• **WRITTEN INSTRUCTION 1**
Please restate the part of the report on the Somalia peacekeeping talks that opens with the words containing "In addition, others, including" and closes with "ended on Friday.", substituting "the capital" for "Mogadishu".
• **WRITTEN INSTRUCTION 2**
According to the report on the Somalia peacekeeping talks, why is there strong opposition in Somalia to troops from Ethiopia and Djibouti?
• **WRITTEN INSTRUCTION 3**
In the report on the Somalia peacekeeping talks, where is the meeting of the military experts being held?

── EXCERPT PROVIDED ──

KAMPALA, March 7 (AFP) — Senior east African military officials began talks here Monday on the details of deploying a controversial regional peacekeeping mission to lawless Somalia, Uganda’s defense ministry said.

Military experts from the seven-member Inter-Governmental Authority on Development (IGAD) are to hold two days of discussions “to consider the nitty-gritty of the deployment in Somalia,” the ministry said.

“They are debating things like who will deploy how many troops, the logistics involved in such deployment and other technical issues related to the deployment,” spokesman Shaban Bantariza told AFP.

The meeting, being held at the airport town of Entebbe outside Kampala, will prepare an analysis of the current situation in Somalia, determine the number of troops needed for the mission and set out its budget, he said.

The talks will be followed by meetings of IGAD chiefs of staff and then defense ministers who will further refine the parameters of the operation which will then be finalized by foreign ministers in mid-March, Bantariza said.

The experts are reviewing the findings of a recent fact-finding trip to Somalia by IGAD and African Union (AU) officials that was charged with looking into the logistics of the peacekeeping mission, Bantariza said.

The AU has authorized IGAD — which comprises Djibouti, Eritrea, Ethiopia, Kenya, Somalia, Sudan and Uganda — to send peacekeepers to Somalia to help the country’s transitional government get a foothold there when it relocates from exile in Nairobi.

Although the goverment has requested the force, opposition to troops from Ethiopia and Djibouti is running high in Somalia, where the two countries are seen as having ulterior motives in taking part in the mission.

In addition, others, including the United States, have expressed concerns about including troops from Somalia’s immediate neighbors in the force.

Somalia has been awash in lawlessness and anarchic violence for 14 years since the 1991 ouster of strongman Mohamed Siad Barre turned the Horn of Africa nation into a patchwork of fiefdoms ruled by violent warlords.

IGAD sponsored two years of peace talks between various Somali clans and factions that culminated in the formation of the transitional government in Kenya in October.

But the government has remained based in Nairobi due to security concerns, and President Abdullahi Yusuf Ahmed and Prime Minister Mohammed Ali Gedi steered clear of Mogadishu when they returned to Somalia for the first time for a week-long tour that ended on Friday.

───
── RECORDED DATA ──

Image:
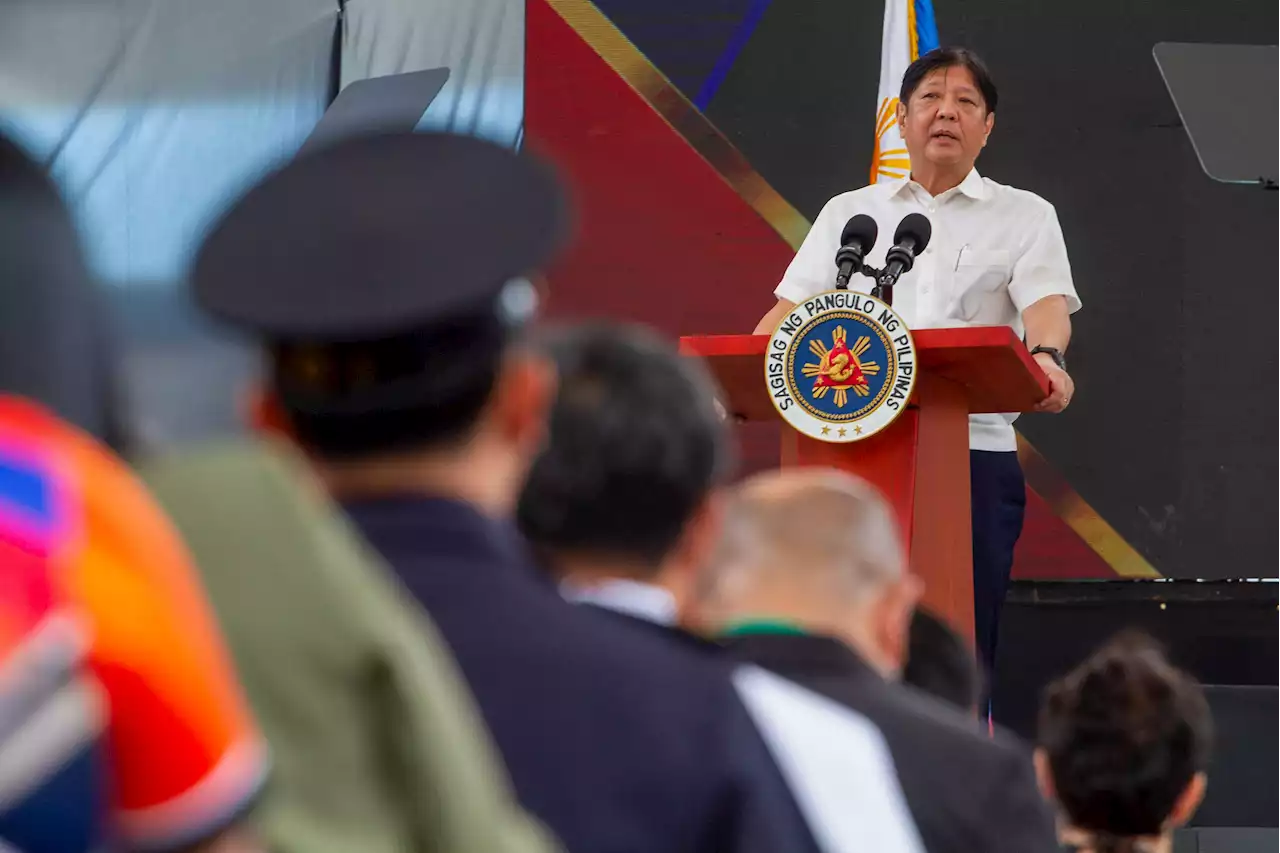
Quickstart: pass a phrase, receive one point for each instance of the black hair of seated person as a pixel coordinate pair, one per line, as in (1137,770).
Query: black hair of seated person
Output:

───

• **FULL RESPONSE 1**
In addition, others, including the United States, have expressed concerns about including troops from Somalia’s immediate neighbors in the force.

Somalia has been awash in lawlessness and anarchic violence for 14 years since the 1991 ouster of strongman Mohamed Siad Barre turned the Horn of Africa nation into a patchwork of fiefdoms ruled by violent warlords.

IGAD sponsored two years of peace talks between various Somali clans and factions that culminated in the formation of the transitional government in Kenya in October.

But the government has remained based in Nairobi due to security concerns, and President Abdullahi Yusuf Ahmed and Prime Minister Mohammed Ali Gedi steered clear of the capital when they returned to Somalia for the first time for a week-long tour that ended on Friday.

• **FULL RESPONSE 2**
Many in Somalia see Ethiopia and Djibouti as having ulterior motives for joining the mission.

• **FULL RESPONSE 3**
In the airport town of Entebbe, outside Kampala.